• SET PROBLEM: Which lines of the material contain the string "cluster"? Select and copy each such line, treating uppercase and lowercase as different.

• DATA IN THIS EXERCISE:
------------

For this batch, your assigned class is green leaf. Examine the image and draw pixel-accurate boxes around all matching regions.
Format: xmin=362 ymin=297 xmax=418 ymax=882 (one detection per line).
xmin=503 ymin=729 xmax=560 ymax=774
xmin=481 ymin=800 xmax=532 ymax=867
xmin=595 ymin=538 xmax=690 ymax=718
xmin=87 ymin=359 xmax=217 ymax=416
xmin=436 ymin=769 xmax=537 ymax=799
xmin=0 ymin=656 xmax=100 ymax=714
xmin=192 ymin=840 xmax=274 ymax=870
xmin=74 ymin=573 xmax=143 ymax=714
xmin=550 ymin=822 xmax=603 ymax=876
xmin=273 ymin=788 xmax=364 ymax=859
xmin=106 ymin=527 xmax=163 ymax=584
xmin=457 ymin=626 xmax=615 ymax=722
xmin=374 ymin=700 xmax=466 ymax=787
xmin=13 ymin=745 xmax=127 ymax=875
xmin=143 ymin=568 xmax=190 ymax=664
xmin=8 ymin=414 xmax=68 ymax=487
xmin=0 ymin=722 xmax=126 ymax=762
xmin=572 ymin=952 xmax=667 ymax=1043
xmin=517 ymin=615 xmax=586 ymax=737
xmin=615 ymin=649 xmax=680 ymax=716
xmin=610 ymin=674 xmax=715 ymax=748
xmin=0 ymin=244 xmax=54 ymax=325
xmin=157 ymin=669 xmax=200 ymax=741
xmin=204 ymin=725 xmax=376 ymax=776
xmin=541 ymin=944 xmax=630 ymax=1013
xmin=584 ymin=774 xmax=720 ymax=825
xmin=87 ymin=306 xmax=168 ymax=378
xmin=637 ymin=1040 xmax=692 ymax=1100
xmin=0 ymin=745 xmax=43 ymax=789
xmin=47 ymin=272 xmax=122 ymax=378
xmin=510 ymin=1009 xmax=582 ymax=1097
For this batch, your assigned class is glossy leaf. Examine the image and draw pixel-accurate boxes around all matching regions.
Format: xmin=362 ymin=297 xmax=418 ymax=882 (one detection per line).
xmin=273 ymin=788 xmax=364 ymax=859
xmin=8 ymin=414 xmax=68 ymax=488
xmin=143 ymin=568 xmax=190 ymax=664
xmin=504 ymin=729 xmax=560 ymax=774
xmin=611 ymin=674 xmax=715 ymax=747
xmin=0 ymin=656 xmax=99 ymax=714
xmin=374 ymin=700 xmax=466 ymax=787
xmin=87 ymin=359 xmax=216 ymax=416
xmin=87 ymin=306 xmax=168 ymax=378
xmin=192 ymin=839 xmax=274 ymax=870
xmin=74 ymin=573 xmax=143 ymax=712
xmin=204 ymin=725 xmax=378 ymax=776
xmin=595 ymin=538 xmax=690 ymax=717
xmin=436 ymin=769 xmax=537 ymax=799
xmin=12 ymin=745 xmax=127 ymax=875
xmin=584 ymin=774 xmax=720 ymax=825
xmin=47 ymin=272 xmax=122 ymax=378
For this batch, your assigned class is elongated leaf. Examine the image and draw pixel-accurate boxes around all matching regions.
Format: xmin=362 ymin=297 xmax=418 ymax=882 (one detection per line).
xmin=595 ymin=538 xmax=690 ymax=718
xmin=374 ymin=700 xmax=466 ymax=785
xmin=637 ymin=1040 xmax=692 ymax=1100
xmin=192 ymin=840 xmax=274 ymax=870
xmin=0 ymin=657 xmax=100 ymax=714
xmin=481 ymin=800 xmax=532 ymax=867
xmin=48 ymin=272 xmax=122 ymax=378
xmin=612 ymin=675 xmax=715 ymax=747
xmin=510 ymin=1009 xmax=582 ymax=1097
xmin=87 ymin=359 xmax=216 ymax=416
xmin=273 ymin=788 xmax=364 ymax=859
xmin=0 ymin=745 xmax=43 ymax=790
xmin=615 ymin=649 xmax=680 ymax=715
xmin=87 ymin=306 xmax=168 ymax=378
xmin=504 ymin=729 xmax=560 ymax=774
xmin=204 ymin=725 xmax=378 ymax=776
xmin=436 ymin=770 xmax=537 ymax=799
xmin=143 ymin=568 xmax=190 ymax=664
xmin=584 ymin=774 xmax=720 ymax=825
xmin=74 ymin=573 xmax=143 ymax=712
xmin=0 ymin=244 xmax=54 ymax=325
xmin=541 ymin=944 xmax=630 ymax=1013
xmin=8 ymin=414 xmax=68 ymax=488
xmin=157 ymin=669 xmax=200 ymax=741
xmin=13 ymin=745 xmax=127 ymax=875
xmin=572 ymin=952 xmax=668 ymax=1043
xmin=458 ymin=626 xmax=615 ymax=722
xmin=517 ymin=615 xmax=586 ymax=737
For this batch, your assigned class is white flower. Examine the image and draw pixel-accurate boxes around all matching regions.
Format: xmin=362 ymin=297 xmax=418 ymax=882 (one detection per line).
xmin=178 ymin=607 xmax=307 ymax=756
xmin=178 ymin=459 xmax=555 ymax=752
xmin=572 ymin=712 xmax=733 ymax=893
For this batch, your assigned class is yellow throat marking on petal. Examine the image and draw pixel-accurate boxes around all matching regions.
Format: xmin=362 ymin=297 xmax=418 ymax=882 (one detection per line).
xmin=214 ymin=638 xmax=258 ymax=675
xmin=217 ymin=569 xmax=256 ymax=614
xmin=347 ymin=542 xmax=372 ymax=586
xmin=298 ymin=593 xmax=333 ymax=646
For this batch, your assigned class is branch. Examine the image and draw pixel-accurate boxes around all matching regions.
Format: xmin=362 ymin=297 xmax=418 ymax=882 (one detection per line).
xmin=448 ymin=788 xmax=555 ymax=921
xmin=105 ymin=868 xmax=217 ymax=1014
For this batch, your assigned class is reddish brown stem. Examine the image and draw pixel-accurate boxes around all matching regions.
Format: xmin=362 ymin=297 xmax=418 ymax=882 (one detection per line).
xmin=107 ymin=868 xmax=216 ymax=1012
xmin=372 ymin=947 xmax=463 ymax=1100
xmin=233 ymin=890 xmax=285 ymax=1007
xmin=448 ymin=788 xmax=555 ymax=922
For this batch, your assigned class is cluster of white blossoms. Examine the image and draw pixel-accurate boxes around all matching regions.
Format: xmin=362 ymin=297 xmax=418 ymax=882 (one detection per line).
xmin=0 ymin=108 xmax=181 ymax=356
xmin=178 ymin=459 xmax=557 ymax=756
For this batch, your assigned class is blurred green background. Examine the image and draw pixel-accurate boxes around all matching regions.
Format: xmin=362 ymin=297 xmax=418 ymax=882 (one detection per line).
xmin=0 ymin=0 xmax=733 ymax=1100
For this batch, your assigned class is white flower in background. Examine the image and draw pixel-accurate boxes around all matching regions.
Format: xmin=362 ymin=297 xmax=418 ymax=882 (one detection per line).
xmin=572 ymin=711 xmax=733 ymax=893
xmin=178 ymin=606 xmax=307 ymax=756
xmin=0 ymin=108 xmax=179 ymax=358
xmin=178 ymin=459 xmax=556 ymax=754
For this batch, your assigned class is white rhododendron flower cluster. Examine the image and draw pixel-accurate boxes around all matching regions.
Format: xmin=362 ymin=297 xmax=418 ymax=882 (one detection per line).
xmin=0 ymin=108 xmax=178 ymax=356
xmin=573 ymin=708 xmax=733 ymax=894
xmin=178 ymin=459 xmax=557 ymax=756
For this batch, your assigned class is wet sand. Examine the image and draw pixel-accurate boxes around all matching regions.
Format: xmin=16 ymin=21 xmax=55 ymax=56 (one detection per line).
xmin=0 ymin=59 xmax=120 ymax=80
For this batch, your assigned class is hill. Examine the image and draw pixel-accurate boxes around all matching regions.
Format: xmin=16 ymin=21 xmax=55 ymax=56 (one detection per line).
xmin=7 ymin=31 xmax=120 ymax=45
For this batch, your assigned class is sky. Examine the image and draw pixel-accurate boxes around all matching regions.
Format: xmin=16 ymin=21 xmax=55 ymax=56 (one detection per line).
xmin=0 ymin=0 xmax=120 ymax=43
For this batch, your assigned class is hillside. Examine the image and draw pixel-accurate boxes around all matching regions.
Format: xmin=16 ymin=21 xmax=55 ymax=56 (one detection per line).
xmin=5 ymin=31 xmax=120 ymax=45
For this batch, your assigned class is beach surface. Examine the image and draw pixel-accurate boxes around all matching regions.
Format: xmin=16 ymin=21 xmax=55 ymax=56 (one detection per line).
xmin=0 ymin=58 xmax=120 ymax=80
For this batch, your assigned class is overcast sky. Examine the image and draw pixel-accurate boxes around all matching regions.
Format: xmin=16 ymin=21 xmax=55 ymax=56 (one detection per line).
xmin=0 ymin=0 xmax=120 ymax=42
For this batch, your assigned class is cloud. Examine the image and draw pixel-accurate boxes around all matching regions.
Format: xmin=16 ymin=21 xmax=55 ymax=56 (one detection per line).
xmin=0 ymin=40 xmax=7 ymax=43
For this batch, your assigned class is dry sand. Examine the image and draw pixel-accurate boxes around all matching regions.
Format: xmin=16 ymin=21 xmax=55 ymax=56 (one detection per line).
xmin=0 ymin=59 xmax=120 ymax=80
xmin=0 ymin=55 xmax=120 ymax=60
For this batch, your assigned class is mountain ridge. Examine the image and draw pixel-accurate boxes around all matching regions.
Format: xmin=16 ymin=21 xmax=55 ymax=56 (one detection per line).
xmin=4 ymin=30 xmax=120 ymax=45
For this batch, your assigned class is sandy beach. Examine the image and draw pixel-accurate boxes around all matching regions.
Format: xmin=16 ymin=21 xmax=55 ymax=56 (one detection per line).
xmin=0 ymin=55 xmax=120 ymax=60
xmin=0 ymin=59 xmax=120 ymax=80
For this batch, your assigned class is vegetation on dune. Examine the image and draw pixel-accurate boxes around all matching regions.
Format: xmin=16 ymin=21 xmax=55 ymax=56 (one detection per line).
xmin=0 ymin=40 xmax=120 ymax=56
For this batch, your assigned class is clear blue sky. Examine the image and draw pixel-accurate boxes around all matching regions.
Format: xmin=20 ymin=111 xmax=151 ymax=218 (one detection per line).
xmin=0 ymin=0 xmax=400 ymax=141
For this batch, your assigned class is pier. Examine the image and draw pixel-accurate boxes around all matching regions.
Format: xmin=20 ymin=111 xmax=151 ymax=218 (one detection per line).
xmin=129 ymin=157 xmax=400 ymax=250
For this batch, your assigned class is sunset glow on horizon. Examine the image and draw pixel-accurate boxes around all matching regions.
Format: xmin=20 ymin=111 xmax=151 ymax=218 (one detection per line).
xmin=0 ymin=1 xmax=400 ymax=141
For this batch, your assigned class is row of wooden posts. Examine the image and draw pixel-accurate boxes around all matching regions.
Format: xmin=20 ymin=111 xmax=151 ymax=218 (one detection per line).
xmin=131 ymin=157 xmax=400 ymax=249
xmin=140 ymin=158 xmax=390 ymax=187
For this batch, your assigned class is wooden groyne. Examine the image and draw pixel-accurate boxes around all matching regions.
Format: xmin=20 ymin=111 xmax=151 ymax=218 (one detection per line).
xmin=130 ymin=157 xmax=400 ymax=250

------------

• PROBLEM SOLUTION:
For this batch, your assigned class is cluster of white blossoms. Examine the image and draw pixel-accurate boxes around all matching regions.
For this batch, your assigned class is white rhododendron flower cluster. Examine the image and draw pixel-accurate boxes around all matching regions.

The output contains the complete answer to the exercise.